**Job:**
Which lines in the records below contain the word "parking", with case counting? Pick out each of those lines in full.

------ Records provided ------

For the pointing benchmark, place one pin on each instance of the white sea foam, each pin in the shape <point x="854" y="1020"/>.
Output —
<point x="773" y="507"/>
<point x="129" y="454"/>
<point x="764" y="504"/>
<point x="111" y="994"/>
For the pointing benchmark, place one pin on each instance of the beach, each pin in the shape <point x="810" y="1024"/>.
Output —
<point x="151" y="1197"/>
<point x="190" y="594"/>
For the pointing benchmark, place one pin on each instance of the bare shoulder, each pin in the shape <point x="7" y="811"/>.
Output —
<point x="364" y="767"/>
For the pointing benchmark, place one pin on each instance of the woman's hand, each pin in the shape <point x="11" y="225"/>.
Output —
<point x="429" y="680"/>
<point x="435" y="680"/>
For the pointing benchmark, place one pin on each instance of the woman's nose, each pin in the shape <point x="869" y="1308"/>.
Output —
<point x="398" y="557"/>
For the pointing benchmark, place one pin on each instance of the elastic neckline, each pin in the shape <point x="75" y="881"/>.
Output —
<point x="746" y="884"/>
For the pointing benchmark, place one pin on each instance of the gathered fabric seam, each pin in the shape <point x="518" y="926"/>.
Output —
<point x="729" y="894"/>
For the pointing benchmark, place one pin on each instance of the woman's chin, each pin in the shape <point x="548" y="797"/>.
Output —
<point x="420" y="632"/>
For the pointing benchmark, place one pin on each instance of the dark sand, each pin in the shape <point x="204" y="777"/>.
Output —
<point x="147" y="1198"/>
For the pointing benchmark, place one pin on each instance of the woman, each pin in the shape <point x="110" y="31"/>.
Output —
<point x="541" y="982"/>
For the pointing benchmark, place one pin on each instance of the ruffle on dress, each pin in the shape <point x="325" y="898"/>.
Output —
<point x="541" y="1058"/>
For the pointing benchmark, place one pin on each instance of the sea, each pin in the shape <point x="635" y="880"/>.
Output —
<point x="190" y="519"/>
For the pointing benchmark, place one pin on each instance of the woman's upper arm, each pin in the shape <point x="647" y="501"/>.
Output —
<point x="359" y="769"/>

------
------ Records provided ------

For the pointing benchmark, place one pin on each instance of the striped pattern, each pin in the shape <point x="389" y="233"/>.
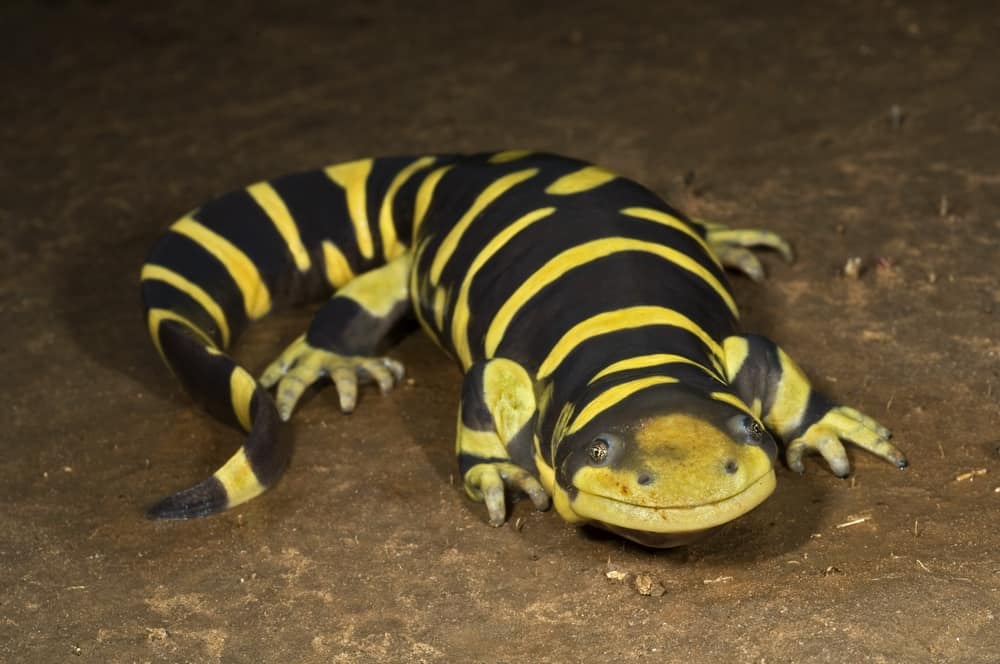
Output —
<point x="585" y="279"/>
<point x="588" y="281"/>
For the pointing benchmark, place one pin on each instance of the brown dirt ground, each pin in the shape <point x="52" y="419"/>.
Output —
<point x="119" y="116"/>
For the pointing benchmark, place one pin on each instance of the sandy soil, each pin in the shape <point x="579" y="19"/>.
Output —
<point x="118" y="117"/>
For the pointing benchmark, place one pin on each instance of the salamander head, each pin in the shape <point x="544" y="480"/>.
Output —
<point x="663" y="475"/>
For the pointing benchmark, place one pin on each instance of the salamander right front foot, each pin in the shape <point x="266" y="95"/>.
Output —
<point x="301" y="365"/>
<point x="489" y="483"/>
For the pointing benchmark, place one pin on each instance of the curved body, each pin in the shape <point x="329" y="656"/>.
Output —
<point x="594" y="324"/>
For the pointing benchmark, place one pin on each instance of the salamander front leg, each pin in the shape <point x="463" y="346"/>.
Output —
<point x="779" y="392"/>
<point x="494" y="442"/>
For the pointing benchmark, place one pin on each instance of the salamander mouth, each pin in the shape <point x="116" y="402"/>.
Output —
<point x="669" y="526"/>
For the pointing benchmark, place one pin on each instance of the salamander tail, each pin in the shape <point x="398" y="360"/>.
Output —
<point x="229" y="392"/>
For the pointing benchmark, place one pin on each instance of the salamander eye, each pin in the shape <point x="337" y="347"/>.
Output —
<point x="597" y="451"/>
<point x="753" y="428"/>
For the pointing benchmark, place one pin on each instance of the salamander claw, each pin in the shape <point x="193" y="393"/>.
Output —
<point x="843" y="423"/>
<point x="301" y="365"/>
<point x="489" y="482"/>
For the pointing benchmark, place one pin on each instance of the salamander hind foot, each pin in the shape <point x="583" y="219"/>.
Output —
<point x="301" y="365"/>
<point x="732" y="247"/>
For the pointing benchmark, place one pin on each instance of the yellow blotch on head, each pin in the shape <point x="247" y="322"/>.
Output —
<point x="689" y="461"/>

------
------ Records provided ------

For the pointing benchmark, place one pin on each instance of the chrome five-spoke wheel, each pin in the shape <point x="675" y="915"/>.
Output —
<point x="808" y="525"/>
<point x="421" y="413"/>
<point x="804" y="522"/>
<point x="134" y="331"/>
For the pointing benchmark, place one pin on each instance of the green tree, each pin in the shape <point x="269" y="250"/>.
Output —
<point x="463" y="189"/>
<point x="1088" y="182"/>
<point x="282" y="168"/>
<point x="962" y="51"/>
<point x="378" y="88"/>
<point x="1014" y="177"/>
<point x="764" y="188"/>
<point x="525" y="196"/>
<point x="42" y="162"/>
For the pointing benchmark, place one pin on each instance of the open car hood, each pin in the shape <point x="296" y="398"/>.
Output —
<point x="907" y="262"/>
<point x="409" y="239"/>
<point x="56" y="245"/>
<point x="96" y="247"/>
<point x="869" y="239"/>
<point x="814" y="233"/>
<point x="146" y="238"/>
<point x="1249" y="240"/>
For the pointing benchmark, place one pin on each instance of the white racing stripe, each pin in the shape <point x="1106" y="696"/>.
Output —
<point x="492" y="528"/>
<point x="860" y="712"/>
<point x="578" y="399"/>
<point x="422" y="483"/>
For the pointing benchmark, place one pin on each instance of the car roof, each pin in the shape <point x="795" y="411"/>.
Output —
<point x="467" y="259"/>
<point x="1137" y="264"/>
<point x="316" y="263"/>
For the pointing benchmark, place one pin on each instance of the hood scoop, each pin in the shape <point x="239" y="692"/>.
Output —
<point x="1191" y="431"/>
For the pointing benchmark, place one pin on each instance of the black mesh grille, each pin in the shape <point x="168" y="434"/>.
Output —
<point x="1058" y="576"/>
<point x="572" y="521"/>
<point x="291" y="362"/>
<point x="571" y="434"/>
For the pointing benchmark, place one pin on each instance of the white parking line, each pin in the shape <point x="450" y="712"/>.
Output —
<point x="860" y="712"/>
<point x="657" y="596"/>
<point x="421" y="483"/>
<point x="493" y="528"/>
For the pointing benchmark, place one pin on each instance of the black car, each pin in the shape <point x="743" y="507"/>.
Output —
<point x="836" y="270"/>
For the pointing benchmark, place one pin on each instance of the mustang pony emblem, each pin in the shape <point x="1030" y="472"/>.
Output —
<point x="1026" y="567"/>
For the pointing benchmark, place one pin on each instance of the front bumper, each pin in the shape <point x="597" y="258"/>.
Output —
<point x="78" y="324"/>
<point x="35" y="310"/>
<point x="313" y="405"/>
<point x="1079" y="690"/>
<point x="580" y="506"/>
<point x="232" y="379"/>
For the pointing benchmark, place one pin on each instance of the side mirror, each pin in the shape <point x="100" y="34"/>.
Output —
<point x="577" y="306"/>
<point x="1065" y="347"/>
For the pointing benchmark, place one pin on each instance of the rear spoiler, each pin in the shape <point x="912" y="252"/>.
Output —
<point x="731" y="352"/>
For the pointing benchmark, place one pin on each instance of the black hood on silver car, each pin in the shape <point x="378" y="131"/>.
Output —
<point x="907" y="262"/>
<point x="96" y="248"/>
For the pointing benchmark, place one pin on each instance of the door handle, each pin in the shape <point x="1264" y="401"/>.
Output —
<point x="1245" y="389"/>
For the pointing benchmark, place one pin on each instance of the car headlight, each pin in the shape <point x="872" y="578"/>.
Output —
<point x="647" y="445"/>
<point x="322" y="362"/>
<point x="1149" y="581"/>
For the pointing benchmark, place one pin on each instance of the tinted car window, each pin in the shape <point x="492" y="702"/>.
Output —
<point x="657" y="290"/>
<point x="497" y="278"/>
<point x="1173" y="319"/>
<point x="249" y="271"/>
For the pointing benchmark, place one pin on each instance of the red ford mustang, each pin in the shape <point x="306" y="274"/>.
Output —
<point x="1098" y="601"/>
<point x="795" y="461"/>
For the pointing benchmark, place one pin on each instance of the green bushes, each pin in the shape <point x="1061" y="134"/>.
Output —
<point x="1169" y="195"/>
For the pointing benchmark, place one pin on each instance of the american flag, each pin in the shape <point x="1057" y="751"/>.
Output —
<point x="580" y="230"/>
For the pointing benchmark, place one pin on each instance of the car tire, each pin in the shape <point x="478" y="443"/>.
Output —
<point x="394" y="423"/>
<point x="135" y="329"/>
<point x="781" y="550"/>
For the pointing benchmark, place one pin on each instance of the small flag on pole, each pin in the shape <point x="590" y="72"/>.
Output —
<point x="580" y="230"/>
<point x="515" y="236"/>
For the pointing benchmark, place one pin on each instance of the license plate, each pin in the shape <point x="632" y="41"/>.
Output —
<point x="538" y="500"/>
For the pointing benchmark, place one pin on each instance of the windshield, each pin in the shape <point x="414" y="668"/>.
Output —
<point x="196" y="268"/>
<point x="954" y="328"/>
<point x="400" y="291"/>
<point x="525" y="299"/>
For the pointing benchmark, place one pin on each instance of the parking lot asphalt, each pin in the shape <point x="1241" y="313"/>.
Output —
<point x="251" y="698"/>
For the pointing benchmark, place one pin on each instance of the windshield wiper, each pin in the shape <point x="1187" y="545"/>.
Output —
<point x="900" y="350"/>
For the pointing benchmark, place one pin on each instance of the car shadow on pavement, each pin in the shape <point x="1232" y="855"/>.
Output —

------

**Correct result:**
For the pointing benchmark, place one pin on each instance of the white parking line, each pin in the shape <point x="450" y="712"/>.
For the pointing benchmark, place one pin on each instance of the parking lot asphalt, each pin in the shape <point x="1241" y="313"/>.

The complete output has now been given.